What you will do:
Render the records as a two-column CSV with the columns request and points, one row per request: put its text in one quoted field and its answer in another, replacing line breaks with spaces. Begin at the line containing "Where can you find the rear wheel", continue through the end of the records, and omit the pictures.

##############################

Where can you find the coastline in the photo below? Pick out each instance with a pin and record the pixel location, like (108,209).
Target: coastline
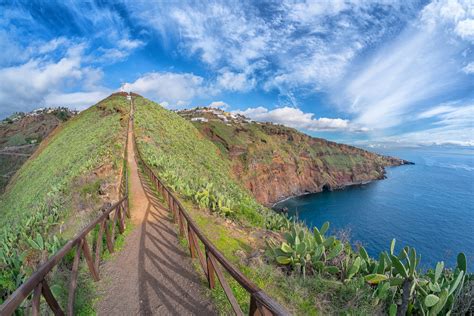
(341,187)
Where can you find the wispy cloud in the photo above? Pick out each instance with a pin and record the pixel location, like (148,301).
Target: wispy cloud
(296,118)
(171,89)
(423,63)
(454,125)
(29,85)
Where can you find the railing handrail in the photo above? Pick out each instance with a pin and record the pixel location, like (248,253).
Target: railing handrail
(37,279)
(259,299)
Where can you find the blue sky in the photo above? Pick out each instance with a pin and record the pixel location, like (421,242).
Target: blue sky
(361,72)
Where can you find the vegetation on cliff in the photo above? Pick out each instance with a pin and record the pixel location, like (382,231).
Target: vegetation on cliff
(275,162)
(20,135)
(315,273)
(190,164)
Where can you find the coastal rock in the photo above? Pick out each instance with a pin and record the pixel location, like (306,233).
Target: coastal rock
(275,162)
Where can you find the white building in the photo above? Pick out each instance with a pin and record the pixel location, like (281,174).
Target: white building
(199,119)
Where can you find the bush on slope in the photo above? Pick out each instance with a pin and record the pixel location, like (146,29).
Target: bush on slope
(191,164)
(41,193)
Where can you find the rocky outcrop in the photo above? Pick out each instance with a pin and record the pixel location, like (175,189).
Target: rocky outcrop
(276,162)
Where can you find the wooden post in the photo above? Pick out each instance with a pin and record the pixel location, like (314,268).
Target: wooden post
(191,242)
(36,301)
(108,238)
(90,263)
(48,295)
(211,278)
(73,284)
(98,245)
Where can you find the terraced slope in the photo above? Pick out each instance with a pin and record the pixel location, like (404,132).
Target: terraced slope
(275,162)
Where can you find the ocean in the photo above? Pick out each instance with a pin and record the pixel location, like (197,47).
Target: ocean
(428,205)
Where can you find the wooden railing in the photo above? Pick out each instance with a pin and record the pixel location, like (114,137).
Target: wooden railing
(112,217)
(212,258)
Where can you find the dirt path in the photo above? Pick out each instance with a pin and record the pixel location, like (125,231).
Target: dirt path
(151,275)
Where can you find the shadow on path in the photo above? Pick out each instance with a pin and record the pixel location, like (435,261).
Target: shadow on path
(151,275)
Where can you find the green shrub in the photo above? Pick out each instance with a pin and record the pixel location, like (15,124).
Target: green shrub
(190,164)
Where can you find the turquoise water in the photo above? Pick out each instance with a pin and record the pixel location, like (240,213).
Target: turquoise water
(429,205)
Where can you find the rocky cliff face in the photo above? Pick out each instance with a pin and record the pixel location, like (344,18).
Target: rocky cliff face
(275,162)
(20,135)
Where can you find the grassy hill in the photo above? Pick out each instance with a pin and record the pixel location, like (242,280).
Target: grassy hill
(222,166)
(191,164)
(20,135)
(74,170)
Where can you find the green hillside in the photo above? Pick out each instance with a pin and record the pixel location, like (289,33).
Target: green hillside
(20,135)
(57,189)
(191,164)
(208,163)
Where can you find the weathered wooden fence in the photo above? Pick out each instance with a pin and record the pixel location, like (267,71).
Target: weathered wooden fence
(112,218)
(212,259)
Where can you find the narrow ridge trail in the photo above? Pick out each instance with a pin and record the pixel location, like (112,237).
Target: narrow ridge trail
(152,274)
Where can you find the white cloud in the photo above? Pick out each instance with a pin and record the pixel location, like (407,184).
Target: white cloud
(465,29)
(469,68)
(31,84)
(286,46)
(219,104)
(176,89)
(296,118)
(423,63)
(232,81)
(453,127)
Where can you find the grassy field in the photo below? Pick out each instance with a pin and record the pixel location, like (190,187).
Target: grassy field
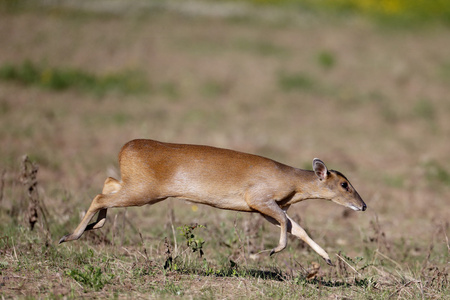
(371,101)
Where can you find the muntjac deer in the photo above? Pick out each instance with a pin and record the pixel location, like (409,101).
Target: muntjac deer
(153,171)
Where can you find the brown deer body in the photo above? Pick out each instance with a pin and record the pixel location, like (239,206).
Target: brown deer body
(152,171)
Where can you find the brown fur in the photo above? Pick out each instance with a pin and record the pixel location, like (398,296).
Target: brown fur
(153,171)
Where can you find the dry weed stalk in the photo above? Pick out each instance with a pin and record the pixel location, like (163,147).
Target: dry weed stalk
(29,181)
(2,184)
(380,236)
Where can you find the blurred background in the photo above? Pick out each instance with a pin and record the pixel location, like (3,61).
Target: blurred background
(362,84)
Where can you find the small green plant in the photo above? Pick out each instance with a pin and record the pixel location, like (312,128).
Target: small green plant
(91,277)
(326,60)
(193,242)
(296,81)
(60,79)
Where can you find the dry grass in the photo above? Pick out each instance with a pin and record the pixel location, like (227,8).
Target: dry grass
(378,112)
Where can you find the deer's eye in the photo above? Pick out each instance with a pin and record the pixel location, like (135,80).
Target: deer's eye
(344,185)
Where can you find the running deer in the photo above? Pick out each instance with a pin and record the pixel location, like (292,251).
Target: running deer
(153,171)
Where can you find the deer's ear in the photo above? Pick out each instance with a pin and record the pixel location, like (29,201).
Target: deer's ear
(320,169)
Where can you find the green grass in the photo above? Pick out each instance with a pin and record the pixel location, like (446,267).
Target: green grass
(60,79)
(371,103)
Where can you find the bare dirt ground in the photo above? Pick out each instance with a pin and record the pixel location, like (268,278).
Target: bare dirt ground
(372,102)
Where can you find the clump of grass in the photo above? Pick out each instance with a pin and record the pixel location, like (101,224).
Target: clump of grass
(435,172)
(90,277)
(60,79)
(326,60)
(296,81)
(424,109)
(383,10)
(263,48)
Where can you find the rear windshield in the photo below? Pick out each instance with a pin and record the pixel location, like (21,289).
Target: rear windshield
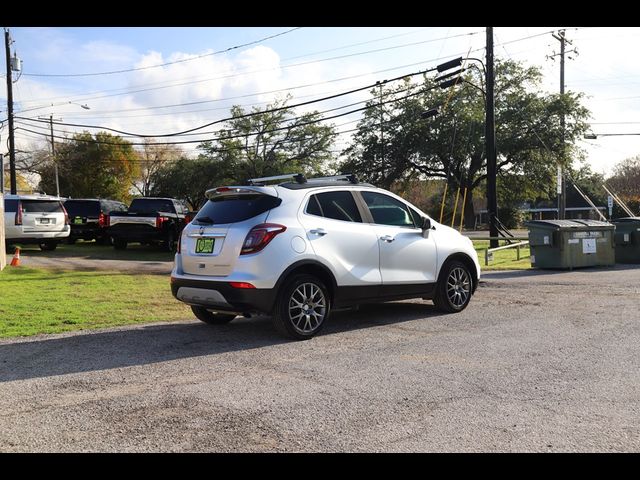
(148,205)
(36,206)
(82,208)
(235,208)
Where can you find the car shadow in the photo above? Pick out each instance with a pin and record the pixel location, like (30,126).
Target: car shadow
(143,345)
(502,274)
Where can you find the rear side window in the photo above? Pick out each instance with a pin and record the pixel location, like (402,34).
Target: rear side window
(335,205)
(38,206)
(78,208)
(10,205)
(146,205)
(235,208)
(386,210)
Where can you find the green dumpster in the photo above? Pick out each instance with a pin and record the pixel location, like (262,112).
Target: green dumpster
(627,239)
(571,243)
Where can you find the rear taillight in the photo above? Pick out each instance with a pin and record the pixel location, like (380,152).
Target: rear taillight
(103,220)
(19,214)
(66,215)
(260,236)
(160,221)
(179,247)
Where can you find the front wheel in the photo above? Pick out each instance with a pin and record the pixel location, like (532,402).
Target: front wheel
(454,288)
(211,318)
(302,307)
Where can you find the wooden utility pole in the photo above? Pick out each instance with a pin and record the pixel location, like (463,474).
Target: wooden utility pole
(12,147)
(490,139)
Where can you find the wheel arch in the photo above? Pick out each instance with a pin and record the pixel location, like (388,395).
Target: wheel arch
(467,261)
(310,267)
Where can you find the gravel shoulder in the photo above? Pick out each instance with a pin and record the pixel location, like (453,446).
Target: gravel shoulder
(540,361)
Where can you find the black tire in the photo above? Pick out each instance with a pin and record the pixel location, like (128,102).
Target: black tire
(119,244)
(48,246)
(302,307)
(454,288)
(211,318)
(170,244)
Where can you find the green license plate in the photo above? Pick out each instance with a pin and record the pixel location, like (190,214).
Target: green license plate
(204,245)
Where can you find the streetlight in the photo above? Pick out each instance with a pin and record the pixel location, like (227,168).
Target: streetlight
(53,144)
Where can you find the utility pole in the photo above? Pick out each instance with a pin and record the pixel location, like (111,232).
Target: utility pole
(12,148)
(562,189)
(490,139)
(53,151)
(384,169)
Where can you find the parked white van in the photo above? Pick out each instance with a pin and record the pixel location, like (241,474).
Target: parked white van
(39,219)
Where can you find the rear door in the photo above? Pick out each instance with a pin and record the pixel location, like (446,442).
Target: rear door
(406,256)
(211,243)
(337,233)
(42,216)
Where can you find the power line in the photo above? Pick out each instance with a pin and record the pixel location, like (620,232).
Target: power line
(247,115)
(229,137)
(161,64)
(208,79)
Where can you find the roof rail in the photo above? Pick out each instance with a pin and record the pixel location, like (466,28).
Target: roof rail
(347,177)
(298,177)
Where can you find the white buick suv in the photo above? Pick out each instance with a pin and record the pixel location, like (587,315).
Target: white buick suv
(299,249)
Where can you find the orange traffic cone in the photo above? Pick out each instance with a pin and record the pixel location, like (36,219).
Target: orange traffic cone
(15,262)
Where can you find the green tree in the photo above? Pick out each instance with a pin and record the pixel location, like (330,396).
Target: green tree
(625,183)
(451,145)
(103,165)
(265,142)
(186,179)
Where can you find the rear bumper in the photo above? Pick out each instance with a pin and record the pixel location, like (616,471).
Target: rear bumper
(222,296)
(37,237)
(87,233)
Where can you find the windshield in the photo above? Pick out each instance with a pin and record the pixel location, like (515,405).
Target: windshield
(81,208)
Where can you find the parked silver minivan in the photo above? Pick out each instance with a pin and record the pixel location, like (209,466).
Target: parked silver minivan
(39,219)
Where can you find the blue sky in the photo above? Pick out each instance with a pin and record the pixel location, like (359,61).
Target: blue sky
(194,92)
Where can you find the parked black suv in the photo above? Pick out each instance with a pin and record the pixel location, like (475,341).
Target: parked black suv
(89,218)
(150,220)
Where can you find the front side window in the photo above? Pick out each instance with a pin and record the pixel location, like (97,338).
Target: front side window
(335,205)
(386,210)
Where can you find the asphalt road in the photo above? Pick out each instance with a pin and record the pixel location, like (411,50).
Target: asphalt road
(538,362)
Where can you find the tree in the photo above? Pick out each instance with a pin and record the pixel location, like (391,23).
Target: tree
(152,158)
(186,179)
(266,142)
(451,145)
(625,182)
(103,165)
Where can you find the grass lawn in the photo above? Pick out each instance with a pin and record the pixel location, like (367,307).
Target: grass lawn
(92,250)
(36,301)
(503,259)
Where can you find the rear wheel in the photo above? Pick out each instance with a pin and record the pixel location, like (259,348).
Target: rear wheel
(454,288)
(119,244)
(212,318)
(170,242)
(302,307)
(48,246)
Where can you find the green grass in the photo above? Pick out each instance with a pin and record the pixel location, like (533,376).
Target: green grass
(92,250)
(34,301)
(503,259)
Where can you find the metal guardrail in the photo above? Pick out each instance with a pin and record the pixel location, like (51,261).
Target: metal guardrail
(488,254)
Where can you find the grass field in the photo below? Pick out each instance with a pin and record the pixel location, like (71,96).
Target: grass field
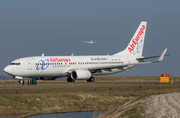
(106,93)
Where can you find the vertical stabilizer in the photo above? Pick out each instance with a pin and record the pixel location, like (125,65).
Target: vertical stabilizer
(135,46)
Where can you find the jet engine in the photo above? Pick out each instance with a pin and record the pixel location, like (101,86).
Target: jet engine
(81,74)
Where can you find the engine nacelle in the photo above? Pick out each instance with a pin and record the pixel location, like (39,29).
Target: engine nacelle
(81,74)
(44,78)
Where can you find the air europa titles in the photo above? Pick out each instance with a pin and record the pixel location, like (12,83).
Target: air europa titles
(60,60)
(135,40)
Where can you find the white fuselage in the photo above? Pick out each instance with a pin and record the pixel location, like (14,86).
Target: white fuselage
(58,66)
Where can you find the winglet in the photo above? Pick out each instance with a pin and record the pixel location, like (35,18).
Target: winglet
(162,55)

##############################

Solution for this problem:
request,points
"Where can you find the rear wheel in the photo above? Pick out each instance with a pin and record the pixel location, like (259,348). Target: rear wheel","(454,288) (119,244) (212,318) (170,242) (302,307) (48,246)"
"Where can you find the green grass in the photo above? Pick out each instance with a pin and record the pixel location, like (533,376). Target: green grass","(92,250) (34,301) (503,259)"
"Where can you find the metal guardrail in the photo above? Pick out each instance with a pin and record the pixel location, like (51,261). Target: metal guardrail","(488,254)"
"Where can you find the grass field in the photo below? Pick out each instance with a pin and record the pixel location, like (71,96). Target: grass field","(106,93)"
"Where can you find the vertical stabilizer in the photo above? Pick out each instance with a pin and record the pixel location, like (125,65). Target: vertical stabilizer","(135,46)"
"Where can you find the jet engine in the photo above? Pick out each instance with a pin and record the pixel location, like (101,86). Target: jet engine","(81,74)"
"Where can you find the engine nacelle in the photo above? Pick out each instance with a pin and record the pixel location, like (39,29). Target: engine nacelle","(81,74) (44,78)"
"Where can you find the air europa titles in the photo above? Pick out each instance with a pin and record the pixel location, like (12,83). Target: air europa titles","(60,60) (135,40)"
"Where can you find the white fuselage in the photo above? Pick out each instance with a pin and record the pixel location, like (14,86). Target: white fuselage","(58,66)"
"Where can you find the winglet in the photo above? Pick out each instance with a pin and record the pixel location, like (35,18). Target: winglet","(162,55)"